**REQUIRED ACTION**
The answer is to be an exact copy of the lines below running from the line with "Teacher note: locate the white and" down to the line with "Teacher note: locate the blue jersey with", both ends included, and nothing more.

**MATERIAL FOR THIS TASK**
——

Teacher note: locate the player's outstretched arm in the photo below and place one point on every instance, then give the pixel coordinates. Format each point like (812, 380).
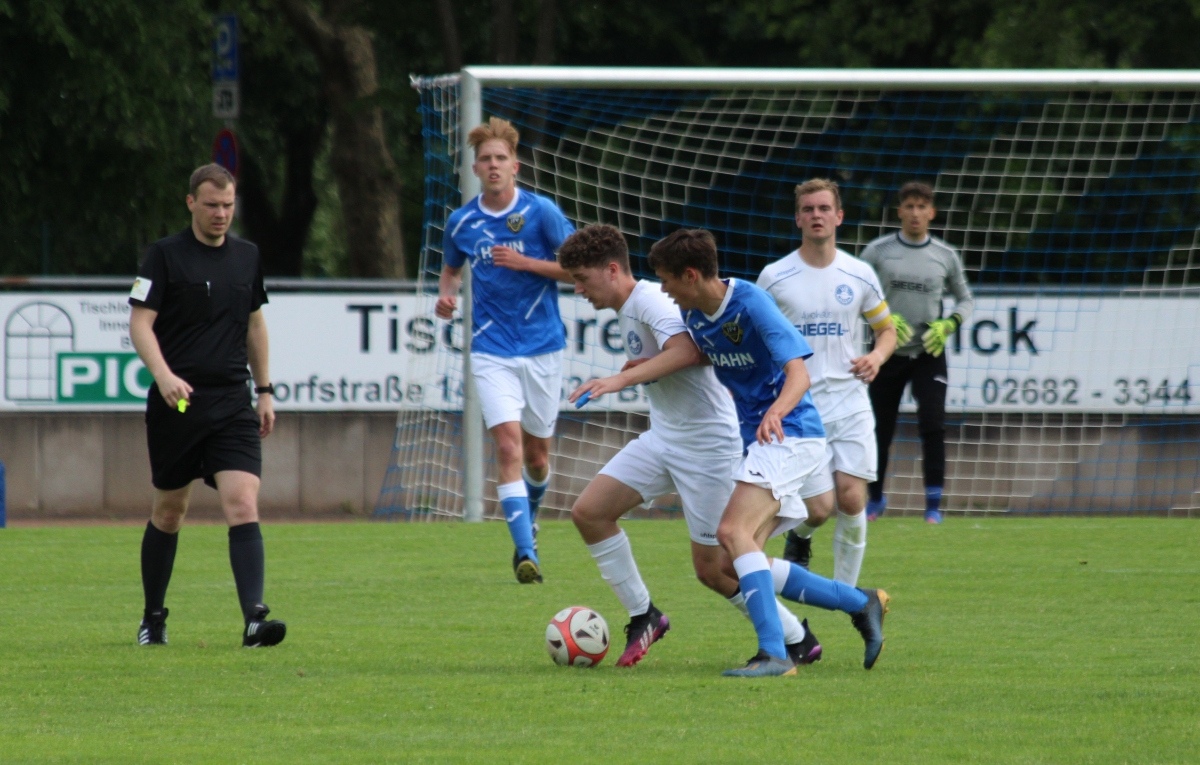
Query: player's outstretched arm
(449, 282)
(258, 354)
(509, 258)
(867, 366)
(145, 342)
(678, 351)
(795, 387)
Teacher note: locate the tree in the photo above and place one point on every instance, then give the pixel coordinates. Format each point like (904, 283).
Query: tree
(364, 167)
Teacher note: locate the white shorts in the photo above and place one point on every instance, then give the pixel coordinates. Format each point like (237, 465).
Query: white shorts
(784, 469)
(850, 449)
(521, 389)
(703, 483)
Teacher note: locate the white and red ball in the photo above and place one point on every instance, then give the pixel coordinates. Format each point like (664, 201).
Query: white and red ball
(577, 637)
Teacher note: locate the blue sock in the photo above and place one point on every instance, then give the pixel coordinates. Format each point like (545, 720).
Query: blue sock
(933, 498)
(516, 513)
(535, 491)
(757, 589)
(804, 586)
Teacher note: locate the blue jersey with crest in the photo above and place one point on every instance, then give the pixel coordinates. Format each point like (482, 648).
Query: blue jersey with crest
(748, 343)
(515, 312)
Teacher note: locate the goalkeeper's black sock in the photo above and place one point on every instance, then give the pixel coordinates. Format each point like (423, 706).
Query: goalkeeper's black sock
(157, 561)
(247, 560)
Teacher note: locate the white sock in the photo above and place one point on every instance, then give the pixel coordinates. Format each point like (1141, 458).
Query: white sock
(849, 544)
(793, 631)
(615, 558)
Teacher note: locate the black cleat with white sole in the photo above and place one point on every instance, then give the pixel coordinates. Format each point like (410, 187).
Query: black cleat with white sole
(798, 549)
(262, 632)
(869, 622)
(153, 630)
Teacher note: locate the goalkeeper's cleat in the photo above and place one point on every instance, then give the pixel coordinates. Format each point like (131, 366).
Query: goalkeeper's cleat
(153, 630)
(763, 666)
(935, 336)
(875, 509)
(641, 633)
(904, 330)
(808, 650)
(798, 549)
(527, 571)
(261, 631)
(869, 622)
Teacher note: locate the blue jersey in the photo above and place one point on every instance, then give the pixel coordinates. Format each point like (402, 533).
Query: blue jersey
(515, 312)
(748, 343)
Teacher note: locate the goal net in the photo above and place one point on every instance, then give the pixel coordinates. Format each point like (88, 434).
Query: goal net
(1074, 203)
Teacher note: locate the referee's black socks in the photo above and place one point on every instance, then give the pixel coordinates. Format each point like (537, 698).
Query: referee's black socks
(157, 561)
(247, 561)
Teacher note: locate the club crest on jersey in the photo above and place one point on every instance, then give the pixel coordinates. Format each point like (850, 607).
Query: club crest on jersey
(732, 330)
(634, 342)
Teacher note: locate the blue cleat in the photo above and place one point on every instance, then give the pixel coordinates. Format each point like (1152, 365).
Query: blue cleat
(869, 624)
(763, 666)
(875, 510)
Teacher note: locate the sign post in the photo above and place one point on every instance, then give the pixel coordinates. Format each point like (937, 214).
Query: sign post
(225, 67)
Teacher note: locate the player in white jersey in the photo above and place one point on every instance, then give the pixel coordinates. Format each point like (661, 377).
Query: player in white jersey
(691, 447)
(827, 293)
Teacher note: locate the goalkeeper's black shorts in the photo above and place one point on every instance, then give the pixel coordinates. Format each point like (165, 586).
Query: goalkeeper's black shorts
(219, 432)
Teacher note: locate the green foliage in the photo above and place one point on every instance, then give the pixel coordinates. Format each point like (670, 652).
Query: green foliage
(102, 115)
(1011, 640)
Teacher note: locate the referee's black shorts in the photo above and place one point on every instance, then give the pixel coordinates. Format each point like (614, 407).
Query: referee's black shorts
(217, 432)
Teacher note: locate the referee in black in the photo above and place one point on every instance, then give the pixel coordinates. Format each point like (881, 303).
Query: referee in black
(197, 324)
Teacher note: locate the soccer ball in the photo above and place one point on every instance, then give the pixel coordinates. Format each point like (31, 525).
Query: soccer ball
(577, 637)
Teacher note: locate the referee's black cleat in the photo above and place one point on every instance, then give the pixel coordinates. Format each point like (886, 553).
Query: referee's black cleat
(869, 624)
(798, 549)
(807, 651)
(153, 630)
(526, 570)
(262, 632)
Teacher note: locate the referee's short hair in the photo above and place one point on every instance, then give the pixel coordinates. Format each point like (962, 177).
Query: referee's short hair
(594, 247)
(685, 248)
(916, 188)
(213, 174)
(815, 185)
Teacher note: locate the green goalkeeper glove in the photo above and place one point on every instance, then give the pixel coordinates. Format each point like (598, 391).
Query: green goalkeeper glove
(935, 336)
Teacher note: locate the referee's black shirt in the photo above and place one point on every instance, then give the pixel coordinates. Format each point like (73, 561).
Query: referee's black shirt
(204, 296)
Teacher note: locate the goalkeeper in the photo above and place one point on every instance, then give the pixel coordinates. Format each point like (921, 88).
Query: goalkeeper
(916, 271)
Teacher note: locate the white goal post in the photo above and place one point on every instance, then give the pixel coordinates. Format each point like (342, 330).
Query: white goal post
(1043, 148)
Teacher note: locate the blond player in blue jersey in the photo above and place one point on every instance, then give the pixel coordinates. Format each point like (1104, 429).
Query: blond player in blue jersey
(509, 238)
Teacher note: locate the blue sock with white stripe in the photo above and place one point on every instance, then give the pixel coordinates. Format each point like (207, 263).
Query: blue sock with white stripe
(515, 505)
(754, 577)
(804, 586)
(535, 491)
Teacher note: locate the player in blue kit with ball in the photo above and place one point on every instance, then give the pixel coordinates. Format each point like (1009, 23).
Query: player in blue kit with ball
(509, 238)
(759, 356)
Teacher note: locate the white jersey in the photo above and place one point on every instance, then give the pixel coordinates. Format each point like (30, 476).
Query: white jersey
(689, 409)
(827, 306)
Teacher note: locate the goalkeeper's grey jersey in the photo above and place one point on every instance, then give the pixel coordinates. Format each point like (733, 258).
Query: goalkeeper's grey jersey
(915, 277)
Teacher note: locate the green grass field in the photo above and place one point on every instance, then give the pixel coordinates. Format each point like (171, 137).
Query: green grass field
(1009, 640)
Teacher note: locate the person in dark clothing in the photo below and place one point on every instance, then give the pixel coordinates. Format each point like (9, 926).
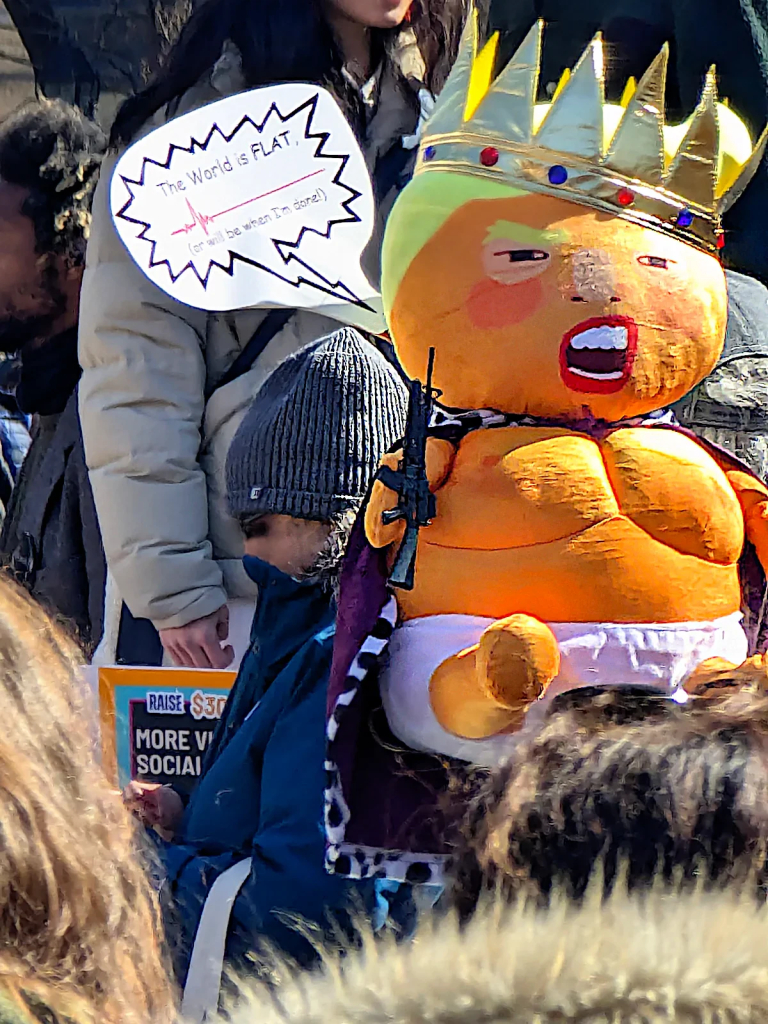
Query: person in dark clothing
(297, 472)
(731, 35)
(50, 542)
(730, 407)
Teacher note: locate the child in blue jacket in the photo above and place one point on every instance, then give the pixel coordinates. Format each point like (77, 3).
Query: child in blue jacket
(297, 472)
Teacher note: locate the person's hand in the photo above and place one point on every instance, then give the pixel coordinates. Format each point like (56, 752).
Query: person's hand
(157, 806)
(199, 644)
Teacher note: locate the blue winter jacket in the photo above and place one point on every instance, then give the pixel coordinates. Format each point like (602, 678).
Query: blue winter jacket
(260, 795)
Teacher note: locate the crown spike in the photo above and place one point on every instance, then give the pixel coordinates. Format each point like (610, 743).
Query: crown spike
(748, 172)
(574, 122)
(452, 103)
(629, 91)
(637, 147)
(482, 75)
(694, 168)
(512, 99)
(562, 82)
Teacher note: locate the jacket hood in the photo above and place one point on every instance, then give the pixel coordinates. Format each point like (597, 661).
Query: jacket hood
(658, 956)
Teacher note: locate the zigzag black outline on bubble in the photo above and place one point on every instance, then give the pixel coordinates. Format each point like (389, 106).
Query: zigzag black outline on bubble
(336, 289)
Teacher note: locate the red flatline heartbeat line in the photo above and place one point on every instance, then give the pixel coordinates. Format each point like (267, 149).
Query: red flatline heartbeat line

——

**COMPLETED TASK**
Teacher note: locate the white and red ball in the photo above and place one point on every instance, then give the pixel coordinates. Format each point like (664, 201).
Query: white and red ball
(577, 637)
Teacher note: locate the blue sock in the photo above and place one point on every instance, then give the pixel coordinates. Format each point like (545, 720).
Query: blue sock
(933, 498)
(516, 513)
(535, 491)
(757, 589)
(804, 586)
Teacher note: locate the blue jersey with crest in the photo above and place one point on every instance, then give the pixel coordinates. Format each point like (482, 648).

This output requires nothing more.